A recent articulation of conflict theory is found in Canadian sociologist Alan Sears' book A Good Book, in Theory: A Guide to Theoretical Thinking (2008):

- Societies are defined by inequality that produces conflict, rather than which produces order and consensus. This conflict based on inequality can only be overcome through a fundamental transformation of the existing relations in the society, and is productive of new social relations.
- The disadvantaged have structural interests that run counter to the status quo, which, once they are assumed, will lead to social change. Thus, they are viewed as agents of change rather than objects one should feel sympathy for.
- Human potential (e.g., capacity for creativity) is suppressed by conditions of exploitation and oppression, which are necessary in any society with an unequal division of labour. These and other qualities do not necessarily have to be stunted due to the requirements of the so-called "civilizing process," or "functional necessity": creativity is actually an engine for economic development and change.
- The role of theory is in realizing human potential and transforming society, rather than maintaining the power structure. The opposite aim of theory would be the objectivity and detachment associated with positivism, where theory is a neutral, explanatory tool.
- Consensus is a euphemism for ideology. Genuine consensus is not achieved, rather the more powerful in societies are able to impose their conceptions on others and have them accept their discourses. Consensus does not preserve social order, it entrenches stratification, a tool of the current social order.
- The State serves the particular interests of the most powerful while claiming to represent the interests of all. Representation of disadvantaged groups in State processes may cultivate the notion of full participation, but this is an illusion/ideology.
- Inequality on a global level is characterized by the purposeful underdevelopment of Third World countries, both during colonization and after national independence. The global system (i.e., development agencies such as World Bank and International Monetary Fund) benefits the most powerful countries and multi-national corporations, rather than the subjects of development, through economic, political, and military actions.

Although Sears associates the conflict theory approach with Marxism, he argues that it is the foundation for much "feminist, post-modernist, anti-racist, and lesbian-gay liberationist theories."

### Information provided
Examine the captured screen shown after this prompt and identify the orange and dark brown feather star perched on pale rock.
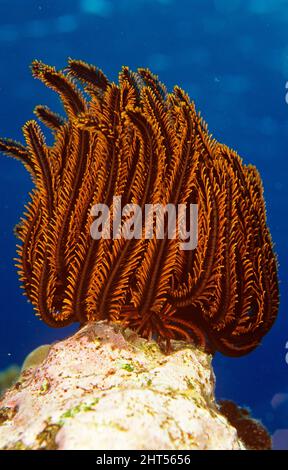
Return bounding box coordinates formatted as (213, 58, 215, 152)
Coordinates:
(0, 60, 278, 356)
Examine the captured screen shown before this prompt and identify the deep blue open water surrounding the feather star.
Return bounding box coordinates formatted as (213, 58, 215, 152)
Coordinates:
(0, 0, 288, 449)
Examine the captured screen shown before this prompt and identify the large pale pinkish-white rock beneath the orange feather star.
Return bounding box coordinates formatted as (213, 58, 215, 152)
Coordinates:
(0, 322, 245, 450)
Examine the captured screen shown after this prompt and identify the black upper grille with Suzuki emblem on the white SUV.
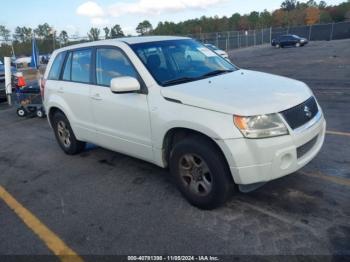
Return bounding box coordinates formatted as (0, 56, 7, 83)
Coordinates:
(280, 96, 318, 129)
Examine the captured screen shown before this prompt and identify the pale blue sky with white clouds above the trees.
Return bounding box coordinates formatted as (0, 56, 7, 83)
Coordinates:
(0, 0, 345, 36)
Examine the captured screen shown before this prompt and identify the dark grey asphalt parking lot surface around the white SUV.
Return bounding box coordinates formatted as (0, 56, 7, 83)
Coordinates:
(0, 40, 350, 260)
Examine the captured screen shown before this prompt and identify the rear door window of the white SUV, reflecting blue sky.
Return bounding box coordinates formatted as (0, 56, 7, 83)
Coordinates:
(71, 49, 92, 83)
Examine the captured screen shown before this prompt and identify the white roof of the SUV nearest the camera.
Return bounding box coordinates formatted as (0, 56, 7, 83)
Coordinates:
(55, 36, 190, 53)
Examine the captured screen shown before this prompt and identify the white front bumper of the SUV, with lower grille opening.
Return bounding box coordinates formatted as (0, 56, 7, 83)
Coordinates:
(218, 111, 326, 184)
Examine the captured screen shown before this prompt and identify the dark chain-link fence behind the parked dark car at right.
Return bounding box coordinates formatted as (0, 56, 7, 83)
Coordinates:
(190, 22, 350, 50)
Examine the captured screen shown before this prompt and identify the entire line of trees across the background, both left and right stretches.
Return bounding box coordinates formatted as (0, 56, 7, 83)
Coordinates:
(0, 0, 350, 57)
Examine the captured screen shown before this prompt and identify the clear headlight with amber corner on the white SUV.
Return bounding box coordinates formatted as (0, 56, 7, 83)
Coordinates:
(233, 114, 288, 138)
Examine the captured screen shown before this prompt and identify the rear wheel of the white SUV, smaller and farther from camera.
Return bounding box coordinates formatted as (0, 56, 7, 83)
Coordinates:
(52, 112, 86, 155)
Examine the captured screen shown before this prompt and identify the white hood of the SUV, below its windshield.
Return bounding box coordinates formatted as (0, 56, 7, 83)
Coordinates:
(161, 70, 312, 116)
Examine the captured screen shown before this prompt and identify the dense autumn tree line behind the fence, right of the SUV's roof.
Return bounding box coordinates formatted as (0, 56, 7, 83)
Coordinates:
(152, 0, 350, 35)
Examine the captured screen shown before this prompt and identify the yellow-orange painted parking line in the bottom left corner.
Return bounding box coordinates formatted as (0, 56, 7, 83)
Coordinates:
(0, 185, 84, 262)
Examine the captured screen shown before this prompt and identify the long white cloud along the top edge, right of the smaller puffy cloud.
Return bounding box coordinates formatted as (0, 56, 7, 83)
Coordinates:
(108, 0, 227, 16)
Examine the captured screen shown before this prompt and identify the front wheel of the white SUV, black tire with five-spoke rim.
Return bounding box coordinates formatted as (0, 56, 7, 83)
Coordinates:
(169, 137, 233, 210)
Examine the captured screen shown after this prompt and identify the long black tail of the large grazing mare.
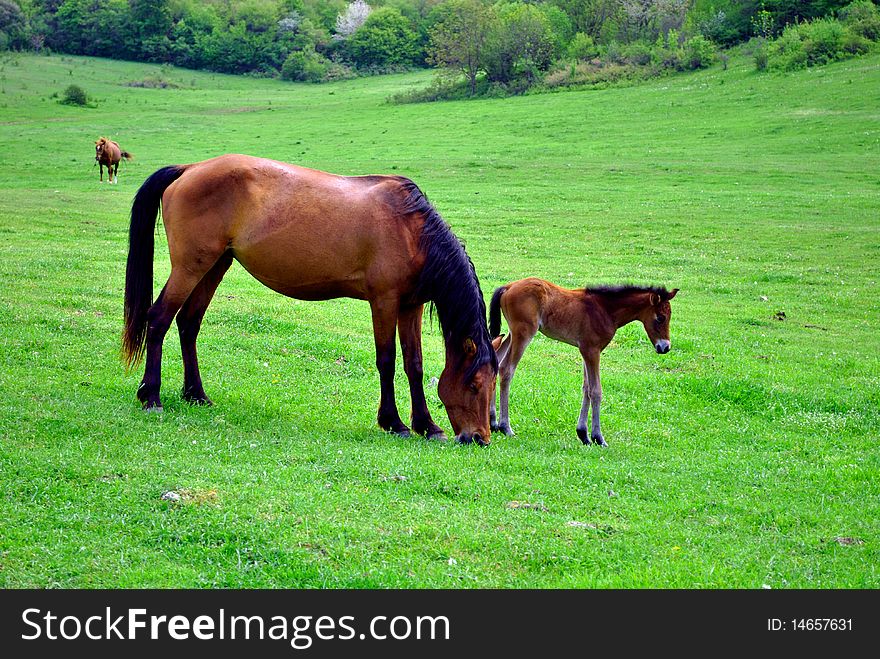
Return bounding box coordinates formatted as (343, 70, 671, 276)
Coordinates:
(122, 165, 186, 369)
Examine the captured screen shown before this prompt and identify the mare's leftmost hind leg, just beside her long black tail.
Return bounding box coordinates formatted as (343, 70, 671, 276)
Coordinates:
(137, 265, 213, 412)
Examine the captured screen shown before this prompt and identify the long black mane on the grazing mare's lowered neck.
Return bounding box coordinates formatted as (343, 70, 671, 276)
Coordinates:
(400, 178, 498, 380)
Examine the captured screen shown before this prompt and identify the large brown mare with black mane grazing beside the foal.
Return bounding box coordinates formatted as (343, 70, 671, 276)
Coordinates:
(123, 155, 498, 445)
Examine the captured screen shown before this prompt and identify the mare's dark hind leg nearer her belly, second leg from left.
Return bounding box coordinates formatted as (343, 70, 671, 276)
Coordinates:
(177, 252, 232, 405)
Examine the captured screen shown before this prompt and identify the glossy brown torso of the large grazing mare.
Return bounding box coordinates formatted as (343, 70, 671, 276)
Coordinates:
(163, 155, 428, 299)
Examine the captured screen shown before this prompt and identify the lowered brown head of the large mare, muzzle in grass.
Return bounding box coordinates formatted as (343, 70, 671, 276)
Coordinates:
(437, 337, 498, 446)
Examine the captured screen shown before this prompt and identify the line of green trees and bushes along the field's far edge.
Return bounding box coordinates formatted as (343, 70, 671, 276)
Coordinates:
(0, 0, 871, 95)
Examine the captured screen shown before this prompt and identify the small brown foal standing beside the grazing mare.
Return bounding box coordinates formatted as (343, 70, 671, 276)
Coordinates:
(489, 277, 678, 446)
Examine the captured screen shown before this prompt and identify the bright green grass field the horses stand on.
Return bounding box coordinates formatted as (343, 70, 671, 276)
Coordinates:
(0, 55, 880, 588)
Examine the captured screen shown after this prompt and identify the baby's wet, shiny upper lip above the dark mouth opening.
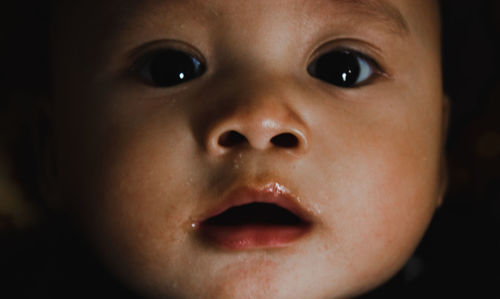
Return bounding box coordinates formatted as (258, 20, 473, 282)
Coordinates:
(199, 183, 312, 223)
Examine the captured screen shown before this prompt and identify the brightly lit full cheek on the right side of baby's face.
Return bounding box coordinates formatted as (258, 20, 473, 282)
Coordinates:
(315, 92, 442, 290)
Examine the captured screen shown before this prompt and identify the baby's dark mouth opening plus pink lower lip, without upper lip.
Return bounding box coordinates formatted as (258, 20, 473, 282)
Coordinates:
(200, 192, 311, 250)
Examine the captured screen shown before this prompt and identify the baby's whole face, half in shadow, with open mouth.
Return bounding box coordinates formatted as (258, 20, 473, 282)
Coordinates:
(48, 0, 446, 298)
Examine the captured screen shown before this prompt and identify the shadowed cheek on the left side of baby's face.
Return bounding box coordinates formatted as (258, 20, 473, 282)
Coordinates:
(56, 97, 200, 271)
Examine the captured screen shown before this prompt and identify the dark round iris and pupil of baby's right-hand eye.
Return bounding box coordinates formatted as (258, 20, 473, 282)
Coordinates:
(313, 51, 360, 87)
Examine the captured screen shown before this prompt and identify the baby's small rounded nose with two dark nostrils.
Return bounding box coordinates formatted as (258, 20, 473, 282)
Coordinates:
(205, 82, 309, 156)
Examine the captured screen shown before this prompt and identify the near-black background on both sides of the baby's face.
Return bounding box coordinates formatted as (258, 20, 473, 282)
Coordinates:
(0, 0, 500, 298)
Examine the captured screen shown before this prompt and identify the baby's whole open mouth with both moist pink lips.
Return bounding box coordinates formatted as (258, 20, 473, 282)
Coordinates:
(199, 184, 312, 250)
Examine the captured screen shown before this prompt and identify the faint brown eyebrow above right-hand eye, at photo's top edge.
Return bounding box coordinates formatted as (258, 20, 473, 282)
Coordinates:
(329, 0, 410, 36)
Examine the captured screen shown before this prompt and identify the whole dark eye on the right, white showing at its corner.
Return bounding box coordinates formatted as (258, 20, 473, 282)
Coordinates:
(307, 50, 377, 88)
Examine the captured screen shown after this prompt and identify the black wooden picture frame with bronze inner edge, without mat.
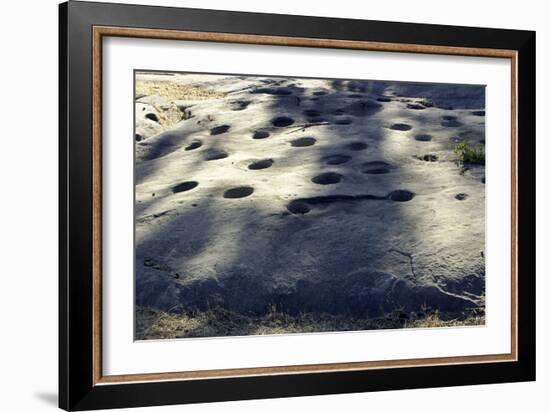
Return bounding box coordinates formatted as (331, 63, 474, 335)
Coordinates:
(59, 1, 535, 410)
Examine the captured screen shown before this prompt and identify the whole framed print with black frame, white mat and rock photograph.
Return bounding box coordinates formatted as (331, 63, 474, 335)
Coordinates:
(59, 1, 535, 410)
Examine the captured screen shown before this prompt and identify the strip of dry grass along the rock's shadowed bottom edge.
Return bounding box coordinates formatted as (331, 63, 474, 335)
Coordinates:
(136, 307, 485, 340)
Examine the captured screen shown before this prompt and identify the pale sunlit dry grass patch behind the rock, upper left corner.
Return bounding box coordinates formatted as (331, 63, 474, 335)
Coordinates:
(136, 80, 225, 100)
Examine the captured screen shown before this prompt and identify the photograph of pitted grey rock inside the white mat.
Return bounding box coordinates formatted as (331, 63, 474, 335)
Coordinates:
(133, 69, 486, 340)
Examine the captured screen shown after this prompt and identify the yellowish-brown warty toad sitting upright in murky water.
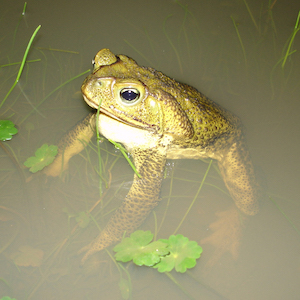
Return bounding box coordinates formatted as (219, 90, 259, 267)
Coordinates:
(45, 49, 258, 262)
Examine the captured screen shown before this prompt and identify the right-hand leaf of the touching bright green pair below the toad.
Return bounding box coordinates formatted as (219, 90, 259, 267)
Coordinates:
(154, 234, 202, 273)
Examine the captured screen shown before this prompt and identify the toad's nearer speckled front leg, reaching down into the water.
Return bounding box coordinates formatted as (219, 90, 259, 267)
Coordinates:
(79, 149, 166, 263)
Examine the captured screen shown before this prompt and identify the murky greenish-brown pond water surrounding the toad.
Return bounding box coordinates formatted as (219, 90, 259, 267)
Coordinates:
(0, 0, 300, 300)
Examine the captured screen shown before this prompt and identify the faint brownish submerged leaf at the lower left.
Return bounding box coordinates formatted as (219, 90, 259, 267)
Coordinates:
(10, 245, 44, 267)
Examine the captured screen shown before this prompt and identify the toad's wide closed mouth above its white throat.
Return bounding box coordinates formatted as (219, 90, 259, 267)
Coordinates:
(83, 94, 157, 131)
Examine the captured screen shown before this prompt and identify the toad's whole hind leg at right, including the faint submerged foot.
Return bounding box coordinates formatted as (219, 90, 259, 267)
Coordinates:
(201, 139, 259, 267)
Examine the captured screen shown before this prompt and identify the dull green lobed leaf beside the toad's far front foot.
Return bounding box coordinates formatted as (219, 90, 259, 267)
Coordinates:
(24, 144, 58, 173)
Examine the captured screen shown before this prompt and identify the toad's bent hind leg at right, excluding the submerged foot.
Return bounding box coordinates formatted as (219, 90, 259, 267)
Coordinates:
(218, 138, 259, 215)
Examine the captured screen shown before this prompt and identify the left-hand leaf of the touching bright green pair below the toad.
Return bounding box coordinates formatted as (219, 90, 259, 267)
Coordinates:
(113, 230, 169, 267)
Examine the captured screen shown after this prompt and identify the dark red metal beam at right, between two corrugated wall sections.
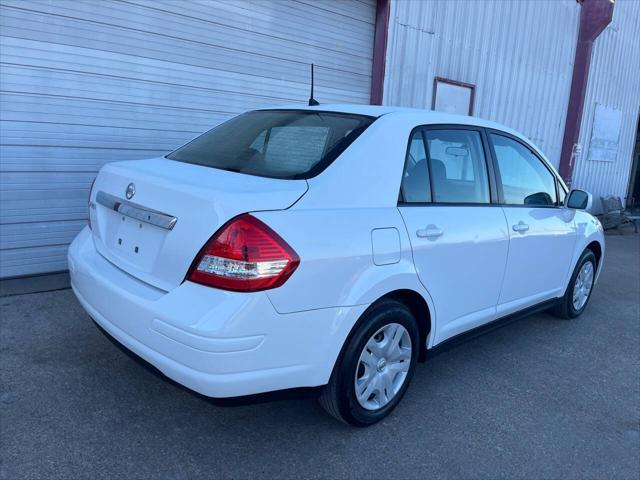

### Assigned task 1
Using the conflict theory passage, say whether each statement agrees with it. Answer yes or no for each and quote the words that decide it.
(a) The book by Alan Sears came out in 2008.
(b) The passage presents the disadvantaged as objects one should feel sympathy for.
(c) The World Bank is named as one of the development agencies in the global system.
### Assigned task 2
Repeat word for word the stretch of the conflict theory passage from "- The disadvantaged" through "development and change.".

### Task answer 1
(a) Yes: "A Guide to Theoretical Thinking (2008)"
(b) No: "they are viewed as agents of change rather than objects one should feel sympathy for"
(c) Yes: "development agencies such as World Bank and International Monetary Fund"

### Task answer 2
- The disadvantaged have structural interests that run counter to the status quo, which, once they are assumed, will lead to social change. Thus, they are viewed as agents of change rather than objects one should feel sympathy for.
- Human potential (e.g., capacity for creativity) is suppressed by conditions of exploitation and oppression, which are necessary in any society with an unequal division of labour. These and other qualities do not necessarily have to be stunted due to the requirements of the so-called "civilizing process," or "functional necessity": creativity is actually an engine for economic development and change.